Exercise
Keep the images out and copy every entry below exactly.

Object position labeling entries
---*---

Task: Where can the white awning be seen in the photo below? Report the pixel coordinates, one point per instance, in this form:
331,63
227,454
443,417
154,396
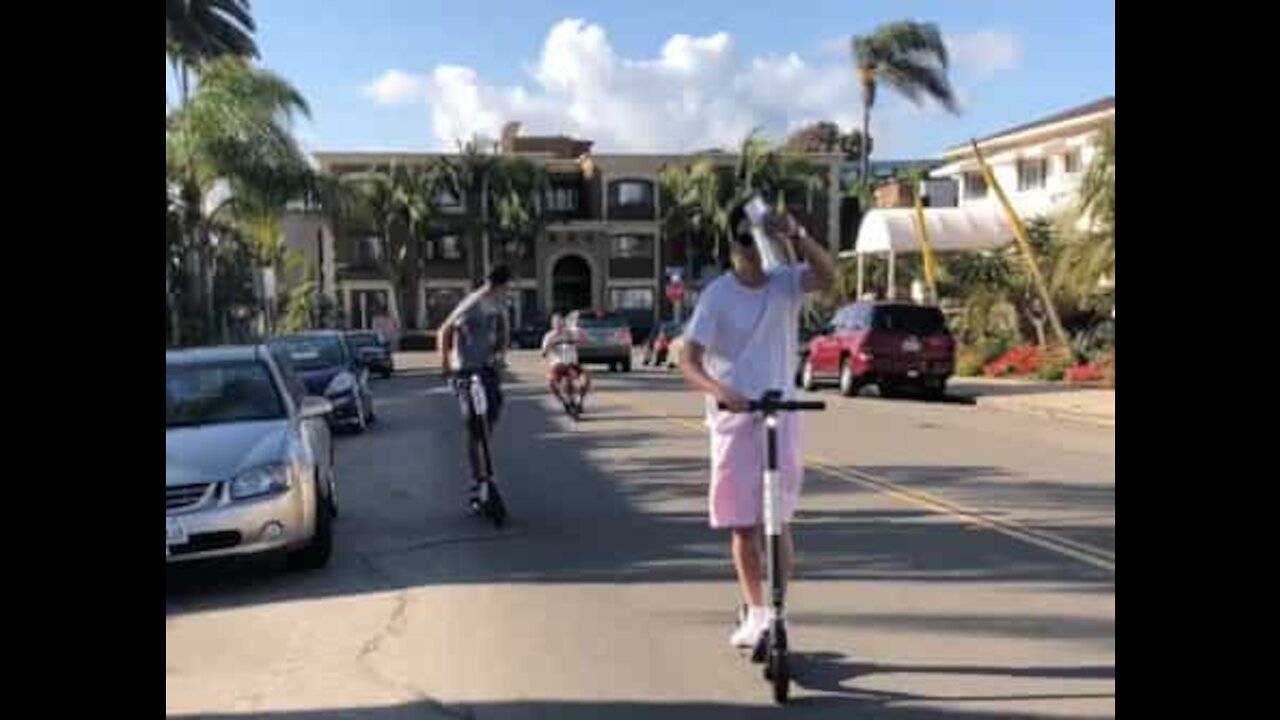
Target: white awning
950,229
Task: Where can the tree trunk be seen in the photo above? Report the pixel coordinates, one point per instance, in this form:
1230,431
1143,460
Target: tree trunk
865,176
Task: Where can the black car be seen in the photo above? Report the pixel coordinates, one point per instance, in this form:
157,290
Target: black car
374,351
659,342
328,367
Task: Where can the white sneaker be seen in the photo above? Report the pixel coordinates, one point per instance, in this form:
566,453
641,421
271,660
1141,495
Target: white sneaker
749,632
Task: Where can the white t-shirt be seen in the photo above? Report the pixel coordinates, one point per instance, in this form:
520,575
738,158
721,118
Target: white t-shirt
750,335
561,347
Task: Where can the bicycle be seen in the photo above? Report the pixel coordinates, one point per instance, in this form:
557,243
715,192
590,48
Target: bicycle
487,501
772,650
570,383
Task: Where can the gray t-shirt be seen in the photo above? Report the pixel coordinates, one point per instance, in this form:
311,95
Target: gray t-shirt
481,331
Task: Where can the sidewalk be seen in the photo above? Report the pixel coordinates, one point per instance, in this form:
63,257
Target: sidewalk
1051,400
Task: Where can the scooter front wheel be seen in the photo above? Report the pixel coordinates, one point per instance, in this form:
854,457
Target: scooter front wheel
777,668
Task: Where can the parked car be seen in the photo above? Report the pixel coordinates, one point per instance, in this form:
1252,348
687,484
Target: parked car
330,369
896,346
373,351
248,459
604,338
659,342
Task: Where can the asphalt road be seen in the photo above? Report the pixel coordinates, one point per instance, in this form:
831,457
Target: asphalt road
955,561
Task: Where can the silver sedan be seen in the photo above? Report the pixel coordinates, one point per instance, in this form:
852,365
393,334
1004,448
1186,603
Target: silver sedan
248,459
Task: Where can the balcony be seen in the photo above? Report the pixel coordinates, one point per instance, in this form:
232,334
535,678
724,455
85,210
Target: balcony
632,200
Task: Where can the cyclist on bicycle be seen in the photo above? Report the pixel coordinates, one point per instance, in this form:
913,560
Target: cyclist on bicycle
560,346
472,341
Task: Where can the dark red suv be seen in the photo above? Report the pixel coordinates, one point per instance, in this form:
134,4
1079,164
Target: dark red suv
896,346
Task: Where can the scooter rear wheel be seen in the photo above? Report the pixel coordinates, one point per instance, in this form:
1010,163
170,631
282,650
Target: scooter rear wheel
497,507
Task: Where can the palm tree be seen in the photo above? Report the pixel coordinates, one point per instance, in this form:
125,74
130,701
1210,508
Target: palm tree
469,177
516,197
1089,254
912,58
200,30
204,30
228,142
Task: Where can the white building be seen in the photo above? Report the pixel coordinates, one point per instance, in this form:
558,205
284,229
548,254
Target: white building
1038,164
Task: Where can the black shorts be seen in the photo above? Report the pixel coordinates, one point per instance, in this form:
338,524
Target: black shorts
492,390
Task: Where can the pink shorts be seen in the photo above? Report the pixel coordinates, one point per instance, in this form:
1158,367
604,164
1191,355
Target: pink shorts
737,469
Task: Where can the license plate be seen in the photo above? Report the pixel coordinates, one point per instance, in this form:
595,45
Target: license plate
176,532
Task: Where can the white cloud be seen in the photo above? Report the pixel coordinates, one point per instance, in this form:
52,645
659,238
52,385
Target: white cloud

---*---

Response to this task
Task: Where can the white awning be seen in the photo below? Report the pixel coordinates, one point per instance, in this form:
331,63
227,454
443,417
154,396
Target: white awning
950,229
Task: Where can the tree trunk be seen in the photo above? Report the pixel coordinates, one point per instance, in this form:
1230,431
1143,460
Target: tree trunk
865,176
Task: Where can the black car be seen in the photo above? Report the pixel coordinates, one point per instance, in this form:
157,290
Target: black car
374,351
659,342
328,367
Task: Where can the white sneaker be seen in the photo above? Report the pixel coordinates, one point per instance, in this form:
566,453
641,421
271,660
1141,495
Target: white sneaker
749,632
Task: Where can the white t-shirt be seen in the photo above? Report the pixel coordinates, one point per instance, in this form:
520,575
738,158
721,118
Target: white t-shirt
750,335
561,347
Task: Where can the bicycle be seen in the photo above? Report the pixel coordinates, one point per instance, in this form:
557,243
715,192
590,48
Target: bicycle
487,501
772,650
570,383
Task: Where can the gray t-shirt be seen in the photo above? Report the pixel coordinates, one point per instance, in this form:
311,95
Target: gray t-shirt
481,331
Task: Where can the sidewalk be seen in the photo above? Report the pixel coordinates, one point per instance, in this form:
63,257
Target: sidewalk
1051,400
Task: Where can the scooter front wheel be seen in the photo above? Report the pixel coordinates, one point per instance, in this form:
854,457
Target: scooter front wheel
777,668
Task: Where can the parked car be seen in the photo above? Report the pixel coordinates, one point per instance, in this form:
1252,348
687,484
Target: parked car
330,369
896,346
373,351
248,459
604,338
659,342
Task: Where can the asphalt road be seen in the photo above? Report the pixel coordinates, one point per instance, in this form:
831,457
Target: asphalt road
955,561
Task: Where can the silver sedan be seen in the photo above? Report the pixel coordinates, one point per instance, in this form:
852,365
393,334
1004,448
1186,603
Target: silver sedan
248,459
Task: Where can the balcony be seen in the photo above? Report the pixel coordinates, one point per instance, in this form:
232,334
535,678
724,455
85,210
Target: balcony
632,200
Task: Where can the cyclist on bicycle be seen in the photo above? Report the pixel coordinates, one point per instance, in this form:
913,560
Target: cyclist on bicycle
560,346
472,341
Task: Where can the dark red suv be seen in the photo above? Report the pixel coordinates, one point per instance, in this form:
134,4
1079,164
Target: dark red suv
896,346
Task: Where can the scooter rear wheel be seen in the photo above? Report the pixel coordinates, one point per instance, in this form:
1010,163
170,631
282,650
Target: scooter rear wheel
497,507
Task: Where can the palm tree be seen in the photo above? Report the pixel coordinates, one point per instance, in this form:
125,74
130,701
1210,508
Target: palm tree
469,177
516,197
1089,254
912,58
200,30
204,30
228,142
Task: Where can the white building be seen in the photo above? Report the pixel coordinates, one point per instance, in this form:
558,205
284,229
548,254
Target: white building
1038,164
Task: Where can the black shorts be seen in the photo above? Report the pixel coordinates, one point per instance, in this form:
338,524
Target: black shorts
492,390
Task: Where can the pink shorts be seen in the photo above? Report the pixel coordinates, one point per instance, in this form:
1158,367
604,164
1191,355
Target: pink shorts
737,469
Task: Where can the license plate be seen in the photo above? Report the pixel coordinates, one point per instance, in this form:
595,45
Target: license plate
176,532
Task: Where can the white cloud be seen in the photo above? Report the pixel coordinates, one point per instance, in this form:
52,645
659,238
52,385
Target: white cloud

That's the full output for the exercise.